## [Data for this exercise]
--- START ---

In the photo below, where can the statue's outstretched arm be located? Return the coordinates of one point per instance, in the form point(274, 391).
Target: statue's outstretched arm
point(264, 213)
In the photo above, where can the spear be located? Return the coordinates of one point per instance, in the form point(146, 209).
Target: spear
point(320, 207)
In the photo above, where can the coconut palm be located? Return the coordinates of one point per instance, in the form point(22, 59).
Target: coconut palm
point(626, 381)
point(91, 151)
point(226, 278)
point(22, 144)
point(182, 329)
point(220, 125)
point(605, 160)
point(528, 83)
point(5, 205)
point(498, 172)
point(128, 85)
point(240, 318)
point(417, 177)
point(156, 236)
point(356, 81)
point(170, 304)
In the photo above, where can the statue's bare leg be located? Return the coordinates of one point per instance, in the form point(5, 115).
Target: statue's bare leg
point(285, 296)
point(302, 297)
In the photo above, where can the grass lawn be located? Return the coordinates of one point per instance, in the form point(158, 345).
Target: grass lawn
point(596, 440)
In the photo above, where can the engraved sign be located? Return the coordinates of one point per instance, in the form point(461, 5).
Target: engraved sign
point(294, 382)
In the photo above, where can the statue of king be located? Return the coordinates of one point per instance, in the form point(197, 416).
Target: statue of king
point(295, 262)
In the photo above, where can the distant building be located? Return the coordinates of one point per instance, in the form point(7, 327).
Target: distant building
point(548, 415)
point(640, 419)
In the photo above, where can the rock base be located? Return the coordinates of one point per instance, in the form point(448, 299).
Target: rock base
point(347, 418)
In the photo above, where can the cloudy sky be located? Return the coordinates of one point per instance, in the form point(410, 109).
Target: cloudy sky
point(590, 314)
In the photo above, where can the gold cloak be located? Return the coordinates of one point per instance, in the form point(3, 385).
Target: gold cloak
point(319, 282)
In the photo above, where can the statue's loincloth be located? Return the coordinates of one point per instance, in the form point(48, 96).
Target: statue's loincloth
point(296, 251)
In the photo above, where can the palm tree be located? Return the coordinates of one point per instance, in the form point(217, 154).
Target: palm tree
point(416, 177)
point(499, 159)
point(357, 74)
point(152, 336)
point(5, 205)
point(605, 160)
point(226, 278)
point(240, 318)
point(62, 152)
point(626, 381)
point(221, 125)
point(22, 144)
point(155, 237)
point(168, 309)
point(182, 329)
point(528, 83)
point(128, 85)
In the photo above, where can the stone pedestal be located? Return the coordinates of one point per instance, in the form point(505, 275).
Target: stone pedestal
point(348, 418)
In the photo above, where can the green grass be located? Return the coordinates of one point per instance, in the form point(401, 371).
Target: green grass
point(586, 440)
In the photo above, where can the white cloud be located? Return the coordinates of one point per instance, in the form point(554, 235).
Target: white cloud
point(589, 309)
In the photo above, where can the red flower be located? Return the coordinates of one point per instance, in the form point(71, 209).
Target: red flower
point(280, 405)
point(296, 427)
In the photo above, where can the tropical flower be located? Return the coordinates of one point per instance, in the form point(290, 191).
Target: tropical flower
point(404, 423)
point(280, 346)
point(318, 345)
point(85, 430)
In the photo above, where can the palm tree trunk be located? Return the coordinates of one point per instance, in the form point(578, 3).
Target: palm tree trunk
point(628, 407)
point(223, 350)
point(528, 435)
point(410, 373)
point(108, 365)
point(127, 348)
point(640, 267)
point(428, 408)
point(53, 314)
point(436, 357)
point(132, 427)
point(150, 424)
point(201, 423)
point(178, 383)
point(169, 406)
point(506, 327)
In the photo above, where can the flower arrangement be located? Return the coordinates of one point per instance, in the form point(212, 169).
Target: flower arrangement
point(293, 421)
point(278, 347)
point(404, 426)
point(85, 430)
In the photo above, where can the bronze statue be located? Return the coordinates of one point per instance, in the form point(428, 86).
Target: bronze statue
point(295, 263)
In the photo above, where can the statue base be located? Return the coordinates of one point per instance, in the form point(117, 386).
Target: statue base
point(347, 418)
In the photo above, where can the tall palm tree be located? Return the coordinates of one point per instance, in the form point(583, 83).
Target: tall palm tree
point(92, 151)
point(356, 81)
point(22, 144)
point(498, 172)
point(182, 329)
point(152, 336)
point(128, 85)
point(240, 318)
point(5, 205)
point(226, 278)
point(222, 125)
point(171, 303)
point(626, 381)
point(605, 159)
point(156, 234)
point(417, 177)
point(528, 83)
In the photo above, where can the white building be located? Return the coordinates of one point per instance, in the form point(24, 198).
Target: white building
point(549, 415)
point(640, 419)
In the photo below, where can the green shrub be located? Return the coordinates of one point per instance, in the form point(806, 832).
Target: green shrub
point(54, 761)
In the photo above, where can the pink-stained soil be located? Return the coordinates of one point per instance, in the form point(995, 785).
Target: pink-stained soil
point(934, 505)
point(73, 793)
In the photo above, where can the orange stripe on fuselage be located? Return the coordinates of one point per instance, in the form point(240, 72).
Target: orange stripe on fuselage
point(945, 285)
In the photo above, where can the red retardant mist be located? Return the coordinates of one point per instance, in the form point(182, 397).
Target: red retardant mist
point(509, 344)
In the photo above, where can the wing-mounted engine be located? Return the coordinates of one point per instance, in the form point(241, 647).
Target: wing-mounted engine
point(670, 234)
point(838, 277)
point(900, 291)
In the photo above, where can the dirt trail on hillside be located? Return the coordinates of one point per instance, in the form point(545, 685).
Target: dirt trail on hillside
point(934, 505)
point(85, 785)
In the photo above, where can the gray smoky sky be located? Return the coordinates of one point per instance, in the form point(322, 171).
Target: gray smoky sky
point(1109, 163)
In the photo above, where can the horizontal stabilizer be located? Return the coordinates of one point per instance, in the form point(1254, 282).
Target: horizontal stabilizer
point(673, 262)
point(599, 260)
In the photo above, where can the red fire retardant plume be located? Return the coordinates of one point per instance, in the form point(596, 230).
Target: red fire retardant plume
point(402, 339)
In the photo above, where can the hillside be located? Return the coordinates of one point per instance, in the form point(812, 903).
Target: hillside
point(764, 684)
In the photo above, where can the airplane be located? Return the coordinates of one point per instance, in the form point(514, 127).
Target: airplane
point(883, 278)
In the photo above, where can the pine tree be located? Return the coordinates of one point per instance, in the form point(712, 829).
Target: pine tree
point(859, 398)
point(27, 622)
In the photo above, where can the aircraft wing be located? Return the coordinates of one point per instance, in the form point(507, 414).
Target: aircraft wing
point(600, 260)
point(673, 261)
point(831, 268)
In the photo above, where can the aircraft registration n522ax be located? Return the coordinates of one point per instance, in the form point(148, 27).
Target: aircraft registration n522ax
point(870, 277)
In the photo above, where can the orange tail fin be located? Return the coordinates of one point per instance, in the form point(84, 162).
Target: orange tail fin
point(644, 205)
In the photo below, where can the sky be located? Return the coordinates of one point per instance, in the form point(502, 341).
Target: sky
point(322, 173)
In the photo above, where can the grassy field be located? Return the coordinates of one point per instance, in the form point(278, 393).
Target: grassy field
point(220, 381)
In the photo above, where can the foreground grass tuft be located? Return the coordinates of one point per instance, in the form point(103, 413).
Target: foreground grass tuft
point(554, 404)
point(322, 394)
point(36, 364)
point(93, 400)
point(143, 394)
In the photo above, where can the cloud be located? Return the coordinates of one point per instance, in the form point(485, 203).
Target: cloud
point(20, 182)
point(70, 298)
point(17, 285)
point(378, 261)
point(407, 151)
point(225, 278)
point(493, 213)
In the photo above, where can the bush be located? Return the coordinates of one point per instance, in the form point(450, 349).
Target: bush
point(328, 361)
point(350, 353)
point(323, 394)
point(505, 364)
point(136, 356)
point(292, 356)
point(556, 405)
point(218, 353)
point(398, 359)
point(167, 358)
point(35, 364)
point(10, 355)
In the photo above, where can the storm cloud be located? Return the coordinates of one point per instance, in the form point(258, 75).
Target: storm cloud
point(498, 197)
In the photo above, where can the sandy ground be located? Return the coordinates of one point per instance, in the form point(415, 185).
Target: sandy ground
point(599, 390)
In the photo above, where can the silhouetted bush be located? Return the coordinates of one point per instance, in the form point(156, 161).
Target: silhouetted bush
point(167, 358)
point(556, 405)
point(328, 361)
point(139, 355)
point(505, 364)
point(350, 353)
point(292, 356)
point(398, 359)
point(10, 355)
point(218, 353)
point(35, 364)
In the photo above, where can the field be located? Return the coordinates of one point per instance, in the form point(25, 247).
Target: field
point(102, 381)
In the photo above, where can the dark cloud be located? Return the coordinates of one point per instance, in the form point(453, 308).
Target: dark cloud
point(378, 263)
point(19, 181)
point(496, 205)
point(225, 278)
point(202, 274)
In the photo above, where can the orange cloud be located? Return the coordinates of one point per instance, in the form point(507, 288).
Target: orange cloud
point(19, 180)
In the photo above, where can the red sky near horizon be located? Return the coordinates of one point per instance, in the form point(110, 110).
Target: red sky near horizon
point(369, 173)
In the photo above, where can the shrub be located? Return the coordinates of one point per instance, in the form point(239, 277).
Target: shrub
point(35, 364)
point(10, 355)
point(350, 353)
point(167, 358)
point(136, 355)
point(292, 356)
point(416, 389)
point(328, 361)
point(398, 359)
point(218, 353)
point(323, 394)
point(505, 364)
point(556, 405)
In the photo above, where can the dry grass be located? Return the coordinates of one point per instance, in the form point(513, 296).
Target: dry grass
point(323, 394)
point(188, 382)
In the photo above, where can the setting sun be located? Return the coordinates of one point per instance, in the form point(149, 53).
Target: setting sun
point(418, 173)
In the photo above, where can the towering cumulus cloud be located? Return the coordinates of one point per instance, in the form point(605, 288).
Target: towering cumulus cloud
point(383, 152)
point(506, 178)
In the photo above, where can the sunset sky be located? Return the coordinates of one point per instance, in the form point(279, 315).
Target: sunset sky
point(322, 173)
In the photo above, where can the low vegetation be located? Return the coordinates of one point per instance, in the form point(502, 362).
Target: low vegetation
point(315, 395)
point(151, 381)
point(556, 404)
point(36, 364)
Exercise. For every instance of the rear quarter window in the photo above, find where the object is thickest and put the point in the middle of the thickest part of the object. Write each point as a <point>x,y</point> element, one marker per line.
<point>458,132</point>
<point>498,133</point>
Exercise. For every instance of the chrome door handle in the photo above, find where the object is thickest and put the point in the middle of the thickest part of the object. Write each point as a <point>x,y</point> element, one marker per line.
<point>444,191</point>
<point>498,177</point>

--- END ---

Leave out every line ahead of the one containing "In the photo above, where can the towering" and print the rest of the listing exactly.

In the photo above, where can the towering cumulus cloud be located? Return the coordinates of one point per instance, in the form point(605, 288).
Target: towering cumulus cloud
point(383, 152)
point(506, 178)
In the photo above, where can the sunset sky be located? Return the coordinates of one point per instance, in the form point(279, 315).
Target: sunset sky
point(322, 173)
In the photo above, where can the low vegetation be located? Return the coordinates of one point per instance, in the form point(502, 362).
Target: low vegetation
point(315, 395)
point(151, 381)
point(556, 404)
point(36, 364)
Exercise. For every instance of the rear quarter window in the photo above, find where the object is thickest and put the point in the middle of the thickest part of the object. Write each point as a <point>x,y</point> element, one marker per line.
<point>458,132</point>
<point>498,133</point>
Exercise. For every instance of the chrome door handle in the photo above, find where the object is thickest and put the point in the middle of the thickest part of the object. Write each point as a <point>x,y</point> element, one marker per line.
<point>444,191</point>
<point>498,177</point>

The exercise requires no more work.